INSTRUCTION 1:
Update the passage on TV news graphics, starting at "It is unusual" and ending at "on American TV.", so that "Futura" becomes "Helvetica".

SUPPLIED TEXT:
The Art of Spin
Time Magazine's annual "Year in Review" section,
(the back-of-the-book to the Persons of the Year of 2002)
always devotes some space to trends in the media. This year,
we should note with some interest, Time puts a hook into one
of its' own media partners, CNN. Talking about "Prime
Time and the Fear Factor", Time observes: "...Stories
of random shootings and disappeared and murdered girls were
everywhere, from the increasingly graphic, grisly prime-time
franchises of CSI and Law and Order to the orange DANGER!-DANGER!-DANGER!
graphics of Connie Chung Tonight and the rest of its cable-news
cohort."
It is unusual to read any comments in the mainstream media
about graphics, especially news graphics, and regular readers
of this space know that design for TV is a bete noir topic
for me. But Time got it concisely and precisely right; Connie
Chung is often an alarming program to look at. The lower-thirds
are yellow, black, white, red, and an orange that resembles
Nehi soda-all of them 'gasp! Alert!' colors. Plastered with
a highly condensed, italicized Futura font, the graphic identity
of this show is about as reassuring as a roll of crime-scene
tape. Of course, it isn't supposed to be reassuring, and that's
the point. Connie Chung Tonight, along with countless hours
of other news programming, is part of the Barbarians are at
the gates! shout that has almost completely subjugated journalism
on American TV.

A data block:
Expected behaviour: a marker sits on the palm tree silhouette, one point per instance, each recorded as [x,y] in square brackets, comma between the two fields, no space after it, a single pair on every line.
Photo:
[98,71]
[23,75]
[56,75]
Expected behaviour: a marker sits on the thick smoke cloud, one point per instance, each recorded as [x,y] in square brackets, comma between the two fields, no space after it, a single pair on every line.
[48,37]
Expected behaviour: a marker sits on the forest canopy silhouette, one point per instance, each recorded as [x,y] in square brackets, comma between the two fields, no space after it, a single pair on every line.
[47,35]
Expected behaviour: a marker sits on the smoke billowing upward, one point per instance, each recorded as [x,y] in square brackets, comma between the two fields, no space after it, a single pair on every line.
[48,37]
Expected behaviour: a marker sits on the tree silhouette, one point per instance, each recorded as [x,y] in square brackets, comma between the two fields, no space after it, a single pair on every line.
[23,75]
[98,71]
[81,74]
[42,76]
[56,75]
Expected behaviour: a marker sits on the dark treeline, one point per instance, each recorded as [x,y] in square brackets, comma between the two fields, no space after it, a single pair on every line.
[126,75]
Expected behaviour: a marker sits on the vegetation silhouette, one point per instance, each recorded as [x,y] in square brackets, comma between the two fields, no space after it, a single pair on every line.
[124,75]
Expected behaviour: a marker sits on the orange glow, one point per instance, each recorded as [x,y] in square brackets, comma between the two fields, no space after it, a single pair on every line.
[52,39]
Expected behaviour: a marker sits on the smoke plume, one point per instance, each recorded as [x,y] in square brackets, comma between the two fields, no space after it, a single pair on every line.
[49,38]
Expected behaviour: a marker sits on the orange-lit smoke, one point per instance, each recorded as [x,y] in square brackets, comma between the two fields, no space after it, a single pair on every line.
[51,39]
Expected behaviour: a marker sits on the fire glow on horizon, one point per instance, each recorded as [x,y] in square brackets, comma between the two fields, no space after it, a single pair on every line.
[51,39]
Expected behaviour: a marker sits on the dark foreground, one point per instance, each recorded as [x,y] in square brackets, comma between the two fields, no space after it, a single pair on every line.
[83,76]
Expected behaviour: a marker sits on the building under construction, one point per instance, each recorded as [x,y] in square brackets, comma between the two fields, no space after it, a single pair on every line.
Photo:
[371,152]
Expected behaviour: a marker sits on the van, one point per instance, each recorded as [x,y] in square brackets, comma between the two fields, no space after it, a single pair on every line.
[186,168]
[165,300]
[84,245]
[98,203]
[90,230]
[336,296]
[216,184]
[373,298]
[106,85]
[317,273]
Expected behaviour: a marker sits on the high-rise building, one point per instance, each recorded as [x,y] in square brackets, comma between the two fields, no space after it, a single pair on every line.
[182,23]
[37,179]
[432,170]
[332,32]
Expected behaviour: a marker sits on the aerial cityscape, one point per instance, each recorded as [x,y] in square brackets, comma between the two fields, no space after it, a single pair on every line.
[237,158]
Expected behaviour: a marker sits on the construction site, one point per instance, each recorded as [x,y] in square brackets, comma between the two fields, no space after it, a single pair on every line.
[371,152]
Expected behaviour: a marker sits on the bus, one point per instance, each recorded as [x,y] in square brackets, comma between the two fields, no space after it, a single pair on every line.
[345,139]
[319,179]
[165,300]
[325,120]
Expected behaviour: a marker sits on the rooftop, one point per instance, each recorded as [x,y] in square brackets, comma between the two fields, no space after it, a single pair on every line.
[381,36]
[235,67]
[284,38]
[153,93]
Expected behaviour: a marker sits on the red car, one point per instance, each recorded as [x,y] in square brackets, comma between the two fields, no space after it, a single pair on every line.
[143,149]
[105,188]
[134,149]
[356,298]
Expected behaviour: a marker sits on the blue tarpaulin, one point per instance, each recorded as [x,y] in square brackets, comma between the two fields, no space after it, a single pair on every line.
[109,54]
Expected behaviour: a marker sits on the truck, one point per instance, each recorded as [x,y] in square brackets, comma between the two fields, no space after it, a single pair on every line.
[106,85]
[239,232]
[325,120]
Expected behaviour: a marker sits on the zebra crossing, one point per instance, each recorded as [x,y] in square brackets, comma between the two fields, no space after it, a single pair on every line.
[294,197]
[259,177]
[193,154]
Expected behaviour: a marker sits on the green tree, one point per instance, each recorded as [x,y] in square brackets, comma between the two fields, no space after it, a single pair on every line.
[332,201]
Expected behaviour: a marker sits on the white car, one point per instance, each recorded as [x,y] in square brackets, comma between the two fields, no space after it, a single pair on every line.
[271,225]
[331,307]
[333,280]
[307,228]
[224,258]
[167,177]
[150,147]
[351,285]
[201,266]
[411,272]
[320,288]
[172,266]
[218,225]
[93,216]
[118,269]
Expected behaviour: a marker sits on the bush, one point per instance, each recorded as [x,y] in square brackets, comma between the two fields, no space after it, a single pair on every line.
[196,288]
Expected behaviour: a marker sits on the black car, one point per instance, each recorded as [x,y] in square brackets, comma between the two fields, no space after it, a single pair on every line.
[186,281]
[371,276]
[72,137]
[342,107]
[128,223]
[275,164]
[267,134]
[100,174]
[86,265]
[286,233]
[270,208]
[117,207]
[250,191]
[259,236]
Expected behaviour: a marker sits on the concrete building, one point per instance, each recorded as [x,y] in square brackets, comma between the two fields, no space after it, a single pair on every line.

INSTRUCTION 2:
Format the records as a numbered list, starting at the line that contains "Expected behaviour: a marker sits on the white" and ending at the last line of the records. Skip any blank lines.

TASK RESPONSE 1:
It is unusual to read any comments in the mainstream media
about graphics, especially news graphics, and regular readers
of this space know that design for TV is a bete noir topic
for me. But Time got it concisely and precisely right; Connie
Chung is often an alarming program to look at. The lower-thirds
are yellow, black, white, red, and an orange that resembles
Nehi soda-all of them 'gasp! Alert!' colors. Plastered with
a highly condensed, italicized Helvetica font, the graphic identity
of this show is about as reassuring as a roll of crime-scene
tape. Of course, it isn't supposed to be reassuring, and that's
the point. Connie Chung Tonight, along with countless hours
of other news programming, is part of the Barbarians are at
the gates! shout that has almost completely subjugated journalism
on American TV.

TASK RESPONSE 2:
1. Expected behaviour: a marker sits on the white car, one point per instance, each recorded as [x,y] in square brackets, comma between the two fields, no space after it, a single pair on every line.
2. [271,225]
3. [331,307]
4. [333,280]
5. [307,228]
6. [224,258]
7. [167,177]
8. [150,147]
9. [351,285]
10. [201,266]
11. [411,272]
12. [320,288]
13. [172,266]
14. [218,225]
15. [93,216]
16. [118,269]
17. Expected behaviour: a marker sits on the bush, one point per instance, each recorded as [x,y] in square brackets, comma between the two fields, no space after it, a single pair on every line.
18. [196,288]
19. Expected behaviour: a marker sits on the black car, one point per instance, each recorded as [x,y] in square brackets, comma between the two fields, no space after it, a single pair on every line.
20. [186,281]
21. [371,276]
22. [72,137]
23. [342,107]
24. [128,223]
25. [275,164]
26. [267,134]
27. [100,174]
28. [86,265]
29. [286,233]
30. [270,208]
31. [117,207]
32. [250,191]
33. [259,236]
34. Expected behaviour: a marker sits on the concrete building, one point per instance, each recorded as [x,y] in square brackets, comma between the two fields, no space after it, a single pair on every line.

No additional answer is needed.